_Given text_:
• • • • •

# Level 5 Primer-Surfacer from CGC



## Board'em (Oct 11, 2010)

I am starting a wallpaper repair job for a painter friend of mine, (which I asked for help on how to repair earlier). He has told me of a product from CGC called "Tuff Hide". Has anyone used it? Will this replace the skim coat reqired for my walls? Is this snake oil? Im adding the link below.

http://www.cgcinc.com/media/37856/th_primer_broch.pdf

Thanks.


----------



## Capt-sheetrock (Dec 11, 2009)

Board'em said:


> I am starting a wallpaper repair job for a painter friend of mine, (which I asked for help on how to repair earlier). He has told me of a product from CGC called "Tuff Hide". Has anyone used it? Will this replace the skim coat reqired for my walls? Is this snake oil? Im adding the link below.
> 
> http://www.cgcinc.com/media/37856/th_primer_broch.pdf
> 
> Thanks.

• • • • •

_Record excerpts_:
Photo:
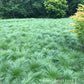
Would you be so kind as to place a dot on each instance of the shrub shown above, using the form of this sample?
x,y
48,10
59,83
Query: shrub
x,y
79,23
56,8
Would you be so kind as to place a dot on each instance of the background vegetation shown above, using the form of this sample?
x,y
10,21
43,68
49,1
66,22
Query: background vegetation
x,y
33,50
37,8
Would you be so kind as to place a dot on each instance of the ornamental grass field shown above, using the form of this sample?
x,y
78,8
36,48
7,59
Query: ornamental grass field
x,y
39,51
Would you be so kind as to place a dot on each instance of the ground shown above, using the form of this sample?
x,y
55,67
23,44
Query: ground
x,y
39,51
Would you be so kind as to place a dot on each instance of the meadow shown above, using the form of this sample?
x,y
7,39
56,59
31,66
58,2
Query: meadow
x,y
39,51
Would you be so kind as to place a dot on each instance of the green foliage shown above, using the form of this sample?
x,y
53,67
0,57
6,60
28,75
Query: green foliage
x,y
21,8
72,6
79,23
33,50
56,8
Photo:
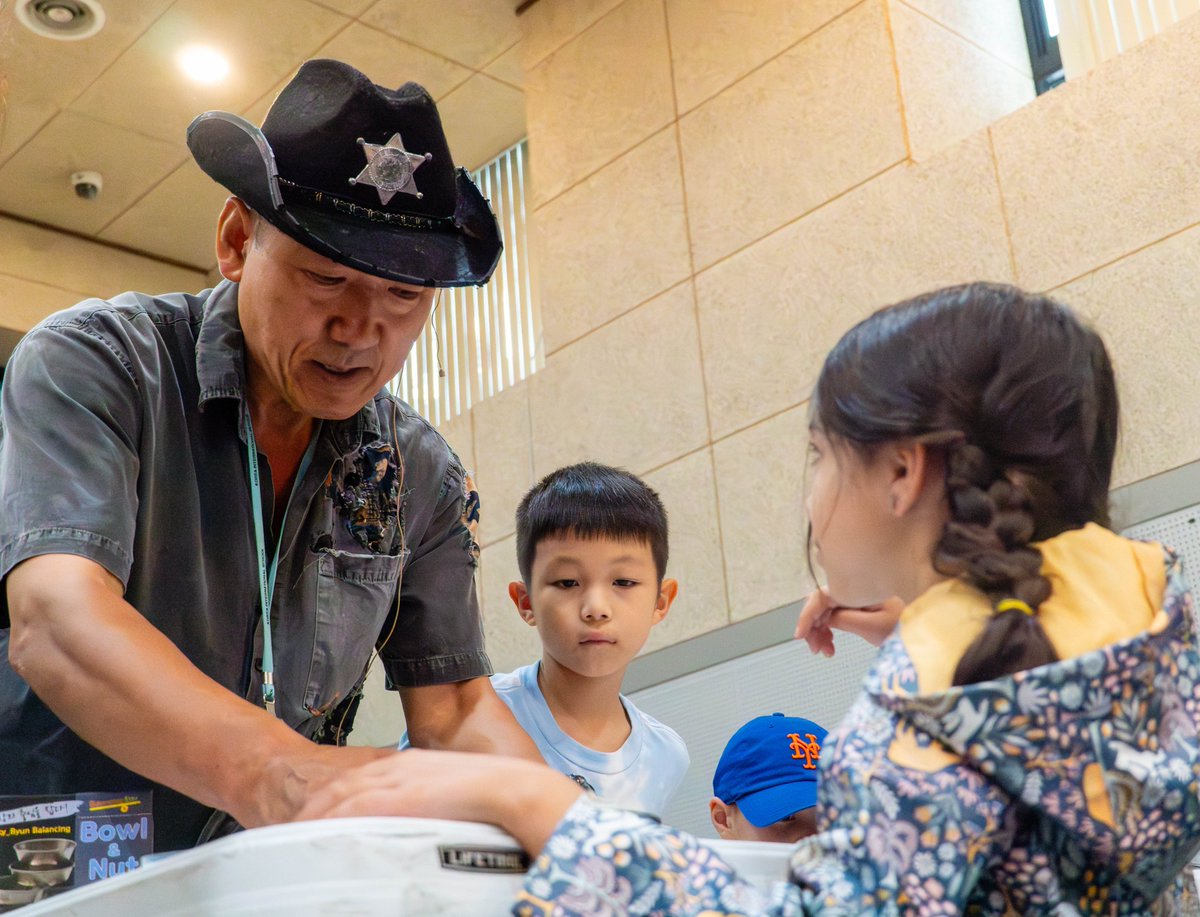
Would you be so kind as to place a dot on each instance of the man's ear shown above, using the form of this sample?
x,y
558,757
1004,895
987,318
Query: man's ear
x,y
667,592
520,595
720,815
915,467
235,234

• • • • •

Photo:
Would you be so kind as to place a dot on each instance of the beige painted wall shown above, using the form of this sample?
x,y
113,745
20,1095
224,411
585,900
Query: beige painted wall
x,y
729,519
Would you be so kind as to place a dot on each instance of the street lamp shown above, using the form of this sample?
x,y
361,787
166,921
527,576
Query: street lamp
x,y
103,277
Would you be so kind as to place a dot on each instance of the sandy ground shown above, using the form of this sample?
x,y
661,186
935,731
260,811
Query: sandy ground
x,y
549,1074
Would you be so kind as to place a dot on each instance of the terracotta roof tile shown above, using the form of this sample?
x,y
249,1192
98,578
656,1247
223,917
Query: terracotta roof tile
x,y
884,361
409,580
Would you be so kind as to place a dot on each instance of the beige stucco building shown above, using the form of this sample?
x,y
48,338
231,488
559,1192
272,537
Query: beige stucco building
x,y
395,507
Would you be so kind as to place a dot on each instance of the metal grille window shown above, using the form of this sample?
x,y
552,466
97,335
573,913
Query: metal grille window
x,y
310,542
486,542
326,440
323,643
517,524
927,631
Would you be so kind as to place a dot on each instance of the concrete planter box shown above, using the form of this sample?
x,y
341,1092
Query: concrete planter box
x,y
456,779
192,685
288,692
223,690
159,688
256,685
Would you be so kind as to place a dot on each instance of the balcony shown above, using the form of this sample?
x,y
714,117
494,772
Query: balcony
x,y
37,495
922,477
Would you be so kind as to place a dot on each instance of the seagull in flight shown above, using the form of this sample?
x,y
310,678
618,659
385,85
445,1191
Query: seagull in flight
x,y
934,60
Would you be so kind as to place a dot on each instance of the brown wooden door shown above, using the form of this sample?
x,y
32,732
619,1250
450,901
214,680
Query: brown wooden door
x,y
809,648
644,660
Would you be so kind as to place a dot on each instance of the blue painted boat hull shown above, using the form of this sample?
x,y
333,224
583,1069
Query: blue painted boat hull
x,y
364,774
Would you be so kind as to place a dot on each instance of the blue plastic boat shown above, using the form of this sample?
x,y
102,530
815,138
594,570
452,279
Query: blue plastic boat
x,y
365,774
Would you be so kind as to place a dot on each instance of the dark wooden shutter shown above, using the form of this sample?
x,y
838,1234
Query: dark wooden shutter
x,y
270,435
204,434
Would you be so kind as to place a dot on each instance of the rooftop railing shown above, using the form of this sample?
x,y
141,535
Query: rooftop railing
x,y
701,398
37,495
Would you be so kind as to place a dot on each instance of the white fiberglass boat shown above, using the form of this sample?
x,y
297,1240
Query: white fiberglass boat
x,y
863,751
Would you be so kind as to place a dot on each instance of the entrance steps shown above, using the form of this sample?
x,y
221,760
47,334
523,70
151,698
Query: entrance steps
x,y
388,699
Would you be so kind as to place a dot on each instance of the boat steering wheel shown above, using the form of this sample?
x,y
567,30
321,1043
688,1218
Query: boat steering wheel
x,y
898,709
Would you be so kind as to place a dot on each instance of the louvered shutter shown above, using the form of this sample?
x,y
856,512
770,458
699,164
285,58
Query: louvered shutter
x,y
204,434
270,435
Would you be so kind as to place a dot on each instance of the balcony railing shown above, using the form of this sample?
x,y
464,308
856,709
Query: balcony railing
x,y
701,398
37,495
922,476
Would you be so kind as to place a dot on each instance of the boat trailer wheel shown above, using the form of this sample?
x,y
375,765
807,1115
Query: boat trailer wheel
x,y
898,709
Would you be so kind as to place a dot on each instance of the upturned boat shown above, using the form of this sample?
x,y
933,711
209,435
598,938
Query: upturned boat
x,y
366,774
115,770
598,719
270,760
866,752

• • • • •

_Exercise task_: In the primer-surfacer thread, what is the name of the product that Board'em's painter friend mentioned? The listing plays no part in what comes next.

_Task response_: "Tuff Hide," a product from CGC.